■ COMPLETE THE FOLLOWING ■
- a) In the obesity summary, which macronutrient is less effective at inducing satiety than carbohydrate or protein?
- b) Continue the obesity summary, starting right after its final sentence.

■ SELECTED TEXT ■
· · ·

2.8 Summary of Section 2
Obesity is determined by a number of factors including environmental variables, such as the macronutrient content, energy density and fat content of available diets. Using whole room indirect calorimetry it has been found that humans are not good at recognizing the difference between low and high energy diets. Furthermore fat is less good at inducing satiety than are either carbohydrate or protein.
An evolutionary perspective offers an explanation for our inability to choose diets of appropriate energy density, and it is based on an assumption that we are adapted to survive in a very different environment to the one that currently prevails in developed countries.
Palatable foods appear to stimulate the mesolimbic dopamine system (a system also stimulated by sex and drugs such as cocaine). Feeding may be associated with increased release of dopamine in this system. Obese individuals have lower dopamine receptor availability in this system but it is not known whether this is cause or effect.
Increased weight with age might be a consequence of a reduced pattern of activity or a decrease in basal metabolic rate but, when measured in a longitudinal study, it might be attributable to cultural changes in eating habits.

· · ·

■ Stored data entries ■
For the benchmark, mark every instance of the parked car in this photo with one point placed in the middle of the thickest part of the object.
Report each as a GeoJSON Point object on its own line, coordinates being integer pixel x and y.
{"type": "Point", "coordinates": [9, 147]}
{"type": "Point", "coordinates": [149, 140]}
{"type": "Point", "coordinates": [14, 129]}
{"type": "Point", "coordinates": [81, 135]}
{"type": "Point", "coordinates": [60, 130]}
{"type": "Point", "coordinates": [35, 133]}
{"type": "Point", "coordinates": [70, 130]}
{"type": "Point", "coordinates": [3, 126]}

· · ·

■ OUTPUTS IN ORDER ■
- a) Fat.

- b)
Evidence that body weight has a heritable component comes from studies of adopted individuals and their biological and adoptive parents.
The thrifty genotype hypothesis has been proposed to explain the tendency for some specific groups to veer toward obesity when exposed to the energy- dense diets of the developed world.
A few cases of obesity are attributable to gene defects. These include an inability to produce leptin and faults in the production of human MC4 receptors.
It is notoriously difficult to persuade overweight individuals to stick to a regime that involves taking exercise and reducing calorific intake. Feeding is a pleasurable experience, and hopefully a better understanding of its cellular basis will facilitate the development of drugs that will reduce the food reward and hence appetite.